▶ _What the task asks_:
Show each line in the records below that contains the word "white", copying every such line in full.

▬▬▬▬▬▬▬▬▬▬

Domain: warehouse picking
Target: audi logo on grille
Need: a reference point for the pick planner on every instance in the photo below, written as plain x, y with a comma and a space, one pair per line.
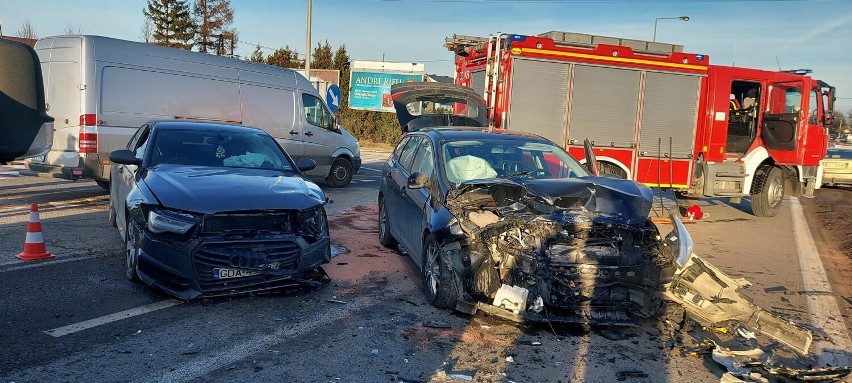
248, 261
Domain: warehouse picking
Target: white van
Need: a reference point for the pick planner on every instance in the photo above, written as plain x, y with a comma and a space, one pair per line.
100, 90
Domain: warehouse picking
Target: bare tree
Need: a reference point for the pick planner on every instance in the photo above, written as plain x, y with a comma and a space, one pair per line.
73, 30
26, 31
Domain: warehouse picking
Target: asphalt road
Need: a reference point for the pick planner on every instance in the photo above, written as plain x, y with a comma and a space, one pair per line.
76, 318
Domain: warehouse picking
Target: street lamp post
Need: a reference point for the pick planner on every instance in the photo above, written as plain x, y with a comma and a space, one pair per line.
684, 18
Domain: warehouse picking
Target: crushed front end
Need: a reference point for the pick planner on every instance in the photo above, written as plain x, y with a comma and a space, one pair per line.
564, 250
234, 252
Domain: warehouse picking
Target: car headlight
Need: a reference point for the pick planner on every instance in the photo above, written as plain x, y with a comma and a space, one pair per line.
682, 241
455, 227
162, 221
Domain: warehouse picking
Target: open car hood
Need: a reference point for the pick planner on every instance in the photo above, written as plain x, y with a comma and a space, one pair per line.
431, 104
621, 201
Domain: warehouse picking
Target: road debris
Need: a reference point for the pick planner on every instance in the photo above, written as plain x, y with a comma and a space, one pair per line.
624, 375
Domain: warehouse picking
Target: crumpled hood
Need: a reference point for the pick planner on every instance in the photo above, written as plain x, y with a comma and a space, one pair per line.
614, 199
211, 190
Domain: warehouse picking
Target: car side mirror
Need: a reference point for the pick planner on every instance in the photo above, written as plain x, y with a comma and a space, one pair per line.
418, 180
124, 157
22, 106
591, 160
305, 164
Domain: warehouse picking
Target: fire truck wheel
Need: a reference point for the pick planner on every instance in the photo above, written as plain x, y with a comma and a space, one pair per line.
606, 168
767, 192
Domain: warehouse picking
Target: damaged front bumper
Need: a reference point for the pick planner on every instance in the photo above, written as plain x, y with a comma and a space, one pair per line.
198, 267
711, 297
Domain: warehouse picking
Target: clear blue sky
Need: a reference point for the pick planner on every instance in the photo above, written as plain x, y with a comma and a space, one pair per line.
815, 34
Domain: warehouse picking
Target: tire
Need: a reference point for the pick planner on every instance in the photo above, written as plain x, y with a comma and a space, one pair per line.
767, 192
438, 282
340, 173
385, 236
131, 252
111, 215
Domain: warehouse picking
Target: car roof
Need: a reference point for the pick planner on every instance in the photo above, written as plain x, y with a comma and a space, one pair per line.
461, 133
202, 125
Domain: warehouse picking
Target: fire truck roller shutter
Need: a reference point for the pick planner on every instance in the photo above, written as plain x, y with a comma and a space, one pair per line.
477, 82
604, 105
670, 109
539, 97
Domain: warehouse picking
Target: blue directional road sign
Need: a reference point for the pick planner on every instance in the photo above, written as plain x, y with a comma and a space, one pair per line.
332, 98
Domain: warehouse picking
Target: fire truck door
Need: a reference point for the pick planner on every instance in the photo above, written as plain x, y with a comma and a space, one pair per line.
781, 120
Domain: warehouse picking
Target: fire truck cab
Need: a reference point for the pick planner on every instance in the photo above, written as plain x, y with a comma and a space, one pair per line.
655, 114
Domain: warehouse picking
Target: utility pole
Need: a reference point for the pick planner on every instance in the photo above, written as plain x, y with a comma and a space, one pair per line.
308, 46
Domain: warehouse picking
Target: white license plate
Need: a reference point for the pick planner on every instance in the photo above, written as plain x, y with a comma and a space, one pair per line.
232, 273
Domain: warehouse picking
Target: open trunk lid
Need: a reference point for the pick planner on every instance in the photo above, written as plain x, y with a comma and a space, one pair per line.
430, 104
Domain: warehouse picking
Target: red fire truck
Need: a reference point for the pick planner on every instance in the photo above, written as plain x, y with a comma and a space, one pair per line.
655, 114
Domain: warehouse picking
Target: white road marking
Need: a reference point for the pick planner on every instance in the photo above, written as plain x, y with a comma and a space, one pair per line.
29, 265
72, 328
822, 307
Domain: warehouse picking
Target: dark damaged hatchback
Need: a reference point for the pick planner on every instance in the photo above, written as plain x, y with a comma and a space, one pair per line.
511, 224
214, 209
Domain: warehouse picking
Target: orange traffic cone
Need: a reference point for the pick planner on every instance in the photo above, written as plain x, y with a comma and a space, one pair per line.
34, 244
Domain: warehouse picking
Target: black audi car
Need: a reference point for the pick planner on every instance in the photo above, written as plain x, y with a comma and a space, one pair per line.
211, 209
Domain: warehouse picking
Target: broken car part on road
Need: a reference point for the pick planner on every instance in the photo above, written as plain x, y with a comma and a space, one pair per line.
511, 224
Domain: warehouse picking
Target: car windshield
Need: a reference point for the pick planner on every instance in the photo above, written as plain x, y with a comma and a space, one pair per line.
218, 149
506, 158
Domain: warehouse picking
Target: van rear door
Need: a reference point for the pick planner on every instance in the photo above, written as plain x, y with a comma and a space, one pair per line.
61, 67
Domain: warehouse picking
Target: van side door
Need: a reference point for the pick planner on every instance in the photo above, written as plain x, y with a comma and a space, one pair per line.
320, 136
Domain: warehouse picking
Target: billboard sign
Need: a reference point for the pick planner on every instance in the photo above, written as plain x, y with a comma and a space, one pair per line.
370, 82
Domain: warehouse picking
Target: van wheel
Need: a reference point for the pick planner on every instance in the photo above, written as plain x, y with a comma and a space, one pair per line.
340, 174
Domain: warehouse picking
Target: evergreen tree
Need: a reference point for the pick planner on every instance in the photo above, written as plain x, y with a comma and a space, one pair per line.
322, 59
341, 63
173, 26
257, 55
212, 18
285, 57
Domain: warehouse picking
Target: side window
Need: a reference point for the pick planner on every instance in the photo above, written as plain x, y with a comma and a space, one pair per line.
814, 106
142, 143
785, 98
316, 113
135, 138
423, 160
408, 152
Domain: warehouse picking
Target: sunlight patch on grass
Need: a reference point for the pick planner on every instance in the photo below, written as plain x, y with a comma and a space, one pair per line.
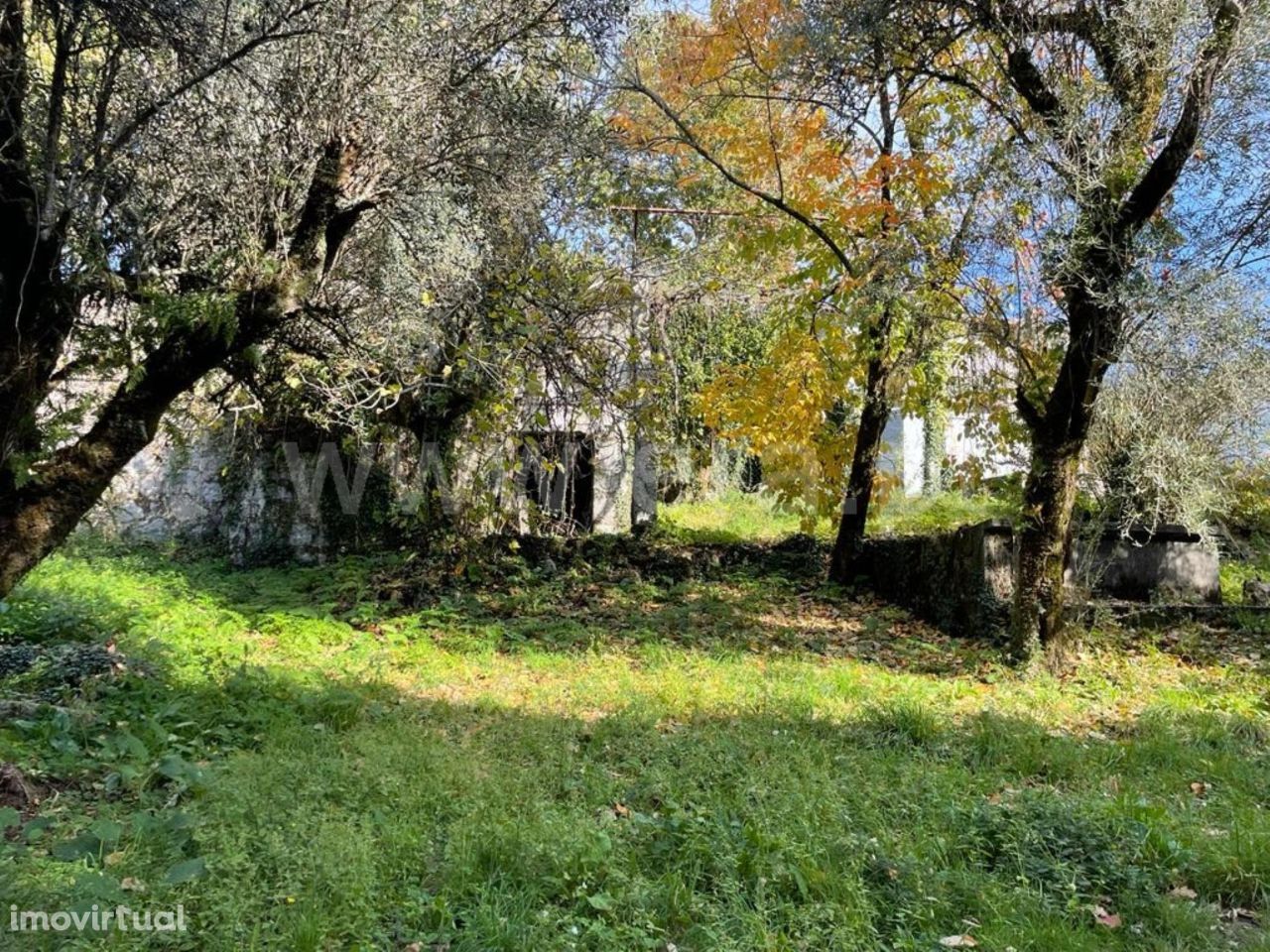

▬▬▬▬▬▬▬▬▬▬

▶ _Written answer_:
Target: white van
Target: white license plate
Target: white road marking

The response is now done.